* [TEXT]:
## begin

# Asgard tools



## Mud_monkey (6 mo ago)

Does anyone have any experience with the asgard tools? I am just starting off on my own (been in the trade for over 7 years) andwould like to get ny first full set but untill i am more established i cant really break out 5k for tapetech or columbia etc. I am torn between level5 and asgard. The level5 i have used before and like it but the asgard i have not. I like features on both any suggestions or feedback would be appreciated.


----------



## Mjaw (Nov 24, 2020)

Mud_monkey said:


> Does anyone have any experience with the asgard tools? I am just starting off on my own (been in the trade for over 7 years) andwould like to get ny first full set but untill i am more established i cant really break out 5k for tapetech or columbia etc. I am torn between level5 and asgard. The level5 i have used before and like it but the asgard i have not. I like features on both any suggestions or feedback would be appreciated.


Ok i have level5 boxes they work just fine, i have tapepro box also, no real difference except wheel placement finish wish, start with what you can afford then upgrade IF Needed, some guys can work magic with what they have at their disposal.


----------



## David Schwaiger (6 mo ago)

I agree with Mjaw, everybody must start somewhere which means buying the tools you can afford. What matters is doing an excellent job. As you make money, the rest will take care of itself over time. I don't do a whole lot of drywall, but I try to buy tools and products that make my job easier with the best results. Good luck on your journey.


----------

## end

* [REQUIREMENT A]: Report how many lines of the rows contain the string "segment", treating uppercase and lowercase as different. Give only the number.
The rows have no connection to the forum thread above.

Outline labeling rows
## begin

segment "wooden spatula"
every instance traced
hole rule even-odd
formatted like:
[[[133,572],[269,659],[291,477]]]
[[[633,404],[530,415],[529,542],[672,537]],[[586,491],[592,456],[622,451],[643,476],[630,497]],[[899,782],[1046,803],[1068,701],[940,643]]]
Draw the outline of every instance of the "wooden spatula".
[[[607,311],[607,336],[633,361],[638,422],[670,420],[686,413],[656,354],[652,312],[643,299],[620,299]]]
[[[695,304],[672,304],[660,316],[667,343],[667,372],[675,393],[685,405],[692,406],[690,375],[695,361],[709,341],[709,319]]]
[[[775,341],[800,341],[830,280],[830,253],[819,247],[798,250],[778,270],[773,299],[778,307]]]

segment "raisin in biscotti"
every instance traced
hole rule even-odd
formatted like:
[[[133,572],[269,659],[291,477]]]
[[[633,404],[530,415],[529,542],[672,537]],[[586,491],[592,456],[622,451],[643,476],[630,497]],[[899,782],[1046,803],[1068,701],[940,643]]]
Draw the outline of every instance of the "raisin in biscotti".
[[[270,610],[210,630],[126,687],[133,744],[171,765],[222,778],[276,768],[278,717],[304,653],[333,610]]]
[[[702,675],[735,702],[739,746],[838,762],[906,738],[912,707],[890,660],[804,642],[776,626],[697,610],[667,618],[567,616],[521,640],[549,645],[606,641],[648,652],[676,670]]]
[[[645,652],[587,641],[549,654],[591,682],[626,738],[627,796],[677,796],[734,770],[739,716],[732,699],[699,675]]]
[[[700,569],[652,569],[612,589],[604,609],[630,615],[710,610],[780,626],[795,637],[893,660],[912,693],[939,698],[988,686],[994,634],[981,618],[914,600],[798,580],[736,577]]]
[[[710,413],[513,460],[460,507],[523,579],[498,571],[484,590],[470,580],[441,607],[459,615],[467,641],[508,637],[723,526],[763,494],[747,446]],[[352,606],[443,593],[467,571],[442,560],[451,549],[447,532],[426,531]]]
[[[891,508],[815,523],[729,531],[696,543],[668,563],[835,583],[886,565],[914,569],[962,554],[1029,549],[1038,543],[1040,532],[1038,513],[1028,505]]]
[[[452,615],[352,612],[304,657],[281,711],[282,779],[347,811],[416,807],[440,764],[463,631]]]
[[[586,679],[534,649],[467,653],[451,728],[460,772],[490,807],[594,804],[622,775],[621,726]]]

## end
## begin

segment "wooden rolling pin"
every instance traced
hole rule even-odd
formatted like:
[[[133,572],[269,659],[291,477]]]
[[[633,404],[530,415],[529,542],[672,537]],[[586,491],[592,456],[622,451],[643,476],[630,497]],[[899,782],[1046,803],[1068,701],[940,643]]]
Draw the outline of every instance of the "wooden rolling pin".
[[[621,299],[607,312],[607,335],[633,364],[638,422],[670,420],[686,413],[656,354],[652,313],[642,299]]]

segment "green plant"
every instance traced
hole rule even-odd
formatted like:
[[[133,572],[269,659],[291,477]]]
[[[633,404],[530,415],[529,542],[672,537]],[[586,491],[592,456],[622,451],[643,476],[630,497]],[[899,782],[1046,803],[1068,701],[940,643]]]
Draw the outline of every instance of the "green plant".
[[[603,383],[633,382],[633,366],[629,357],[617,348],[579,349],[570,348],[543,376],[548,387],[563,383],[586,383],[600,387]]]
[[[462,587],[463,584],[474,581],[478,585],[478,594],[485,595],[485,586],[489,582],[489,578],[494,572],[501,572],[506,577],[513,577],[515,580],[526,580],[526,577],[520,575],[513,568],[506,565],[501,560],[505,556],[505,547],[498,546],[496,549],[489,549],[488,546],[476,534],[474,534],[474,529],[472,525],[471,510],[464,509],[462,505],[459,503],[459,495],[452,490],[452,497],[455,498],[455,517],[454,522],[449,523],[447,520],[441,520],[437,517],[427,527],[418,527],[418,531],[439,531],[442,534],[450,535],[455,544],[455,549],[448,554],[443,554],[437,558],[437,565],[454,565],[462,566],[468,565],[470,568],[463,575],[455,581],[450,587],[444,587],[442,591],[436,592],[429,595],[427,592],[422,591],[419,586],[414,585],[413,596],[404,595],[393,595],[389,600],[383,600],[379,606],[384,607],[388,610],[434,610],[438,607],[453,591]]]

## end

* [REQUIREMENT B]:
Answer these questions about the Asgard tools thread:
(i) For how many years has Mud_monkey been in the trade?
(ii) Besides level5 boxes, which brand of box does Mjaw also own?
(iii) Whose view does David Schwaiger say he agrees with?

* [WRITTEN REPLY A]: 4

* [WRITTEN REPLY B]:
(i) Over 7 years.
(ii) Tapepro.
(iii) Mjaw's.